=== Document excerpt ===

On July 19, Army Maj. Gen. Gregory Knight, Vermont’s adjutant general; Army Gen. Daniel Hokanson, chief of the National Guard Bureau; Klaudia Tanner, Austria’s defense minister; and Lt. Gen. Erich Csitkovits, training director and commandant of Austria’s National Defense Academy, attended a signing ceremony in Vienna to formalize the relationship.
“Today’s ceremony is not the finish line of a 40-year friendship. It is the beginning of a new, deeper partnership built on global security, economic cooperation, shared values and cultural exchange,” Hokanson said. “By working together, pooling our resources, and learning from each other, we enhance readiness and interoperability. We deepen enduring friendships and further understanding. We invest in ourselves, and we invest in our shared future.”
The signing ceremony mirrored the one held in Vermont on May 11, which included Gov. Phil Scott, Austria’s defense minister and military leaders from Vermont and Austria.
“Vermont and Austria already share many economic and cultural ties,” Scott said at the signing in Vermont. “This exciting, new partnership will strengthen our relationship, and I know it will be of great benefit to all involved.”
Austria and Vermont had a partnership dating back more than 30 years with the Vermont National Guard’s Army Mountain Warfare School in Jericho, the U.S. Army Biathlon Program, and training conducted with the 86th Infantry Brigade Combat Team (Mountain). Vermont National Guard members and Austrians also served together last year during a deployment to Kosovo as part of Kosovo Force.

=== Data ===

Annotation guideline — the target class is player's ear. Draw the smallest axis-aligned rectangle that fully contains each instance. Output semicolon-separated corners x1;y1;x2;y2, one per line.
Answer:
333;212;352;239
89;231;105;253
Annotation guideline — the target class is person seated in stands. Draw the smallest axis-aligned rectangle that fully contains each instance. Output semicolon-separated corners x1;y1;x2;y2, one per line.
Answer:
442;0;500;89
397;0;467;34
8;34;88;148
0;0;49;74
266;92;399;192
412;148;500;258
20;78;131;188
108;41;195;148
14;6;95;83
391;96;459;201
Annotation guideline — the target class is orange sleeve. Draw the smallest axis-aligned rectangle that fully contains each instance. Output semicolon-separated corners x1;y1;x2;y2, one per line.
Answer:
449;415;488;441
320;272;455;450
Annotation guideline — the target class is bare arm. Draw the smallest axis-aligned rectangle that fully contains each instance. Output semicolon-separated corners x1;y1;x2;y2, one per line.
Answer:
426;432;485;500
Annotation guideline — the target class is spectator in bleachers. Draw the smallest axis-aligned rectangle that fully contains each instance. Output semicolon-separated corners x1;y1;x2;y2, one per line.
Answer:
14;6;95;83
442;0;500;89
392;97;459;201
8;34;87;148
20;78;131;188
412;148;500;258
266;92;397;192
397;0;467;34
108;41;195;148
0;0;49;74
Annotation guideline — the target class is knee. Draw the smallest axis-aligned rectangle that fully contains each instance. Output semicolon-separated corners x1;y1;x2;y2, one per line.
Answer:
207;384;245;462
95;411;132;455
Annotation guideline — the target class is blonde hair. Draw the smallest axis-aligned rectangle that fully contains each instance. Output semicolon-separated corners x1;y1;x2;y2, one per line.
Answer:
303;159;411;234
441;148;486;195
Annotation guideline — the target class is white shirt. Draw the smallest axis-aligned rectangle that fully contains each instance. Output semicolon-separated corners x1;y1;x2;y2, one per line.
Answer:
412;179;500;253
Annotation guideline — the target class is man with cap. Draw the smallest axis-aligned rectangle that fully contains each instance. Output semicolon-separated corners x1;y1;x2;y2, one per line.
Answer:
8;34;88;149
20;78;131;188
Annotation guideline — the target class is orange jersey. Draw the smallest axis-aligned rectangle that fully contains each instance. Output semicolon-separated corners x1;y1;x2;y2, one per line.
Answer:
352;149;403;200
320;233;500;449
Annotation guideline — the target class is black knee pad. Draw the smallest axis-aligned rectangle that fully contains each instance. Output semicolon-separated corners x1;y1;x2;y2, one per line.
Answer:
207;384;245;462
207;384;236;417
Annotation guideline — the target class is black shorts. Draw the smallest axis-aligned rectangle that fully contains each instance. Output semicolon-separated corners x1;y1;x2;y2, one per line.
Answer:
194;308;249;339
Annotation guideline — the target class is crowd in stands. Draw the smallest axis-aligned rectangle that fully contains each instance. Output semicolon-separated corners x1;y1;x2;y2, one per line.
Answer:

===

Goals
A – According to the excerpt about the Vermont–Austria partnership, on what date was the signing ceremony in Vermont held?
B – From the Vermont–Austria partnership excerpt, reproduce word for word the passage that opens with the words containing "The signing ceremony" and closes with "Vermont and Austria.".
C – Go on with the article on the Vermont–Austria partnership, picking up after its final sentence.

Answers to the tasks
A – May 11

B –
The signing ceremony mirrored the one held in Vermont on May 11, which included Gov. Phil Scott, Austria’s defense minister and military leaders from Vermont and Austria.

C –
“When creating our Army Mountain Warfare School, the first place we reached out to for expertise and guidance was the Austrian army. We benefited greatly from our ongoing relationship with Austrian military mountaineers since 1983,” said Knight. “So, while our friendship is not new, our formal partnership will allow for even more collaboration to increase security cooperation in the region.”
Austria’s defense minister agreed on the value of the partnership.
Tanner said the synergies created in the past decades led to her government’s decision to expand the cooperation within the framework of the State Partnership Program.
Knight said he hopes to develop the partnership.
“Over the coming years, we hope to conduct many military exchanges to mutually improve in areas such as cyber defense, peacekeeping operations, military mountaineering, and humanitarian and disaster assistance response,” Knight said.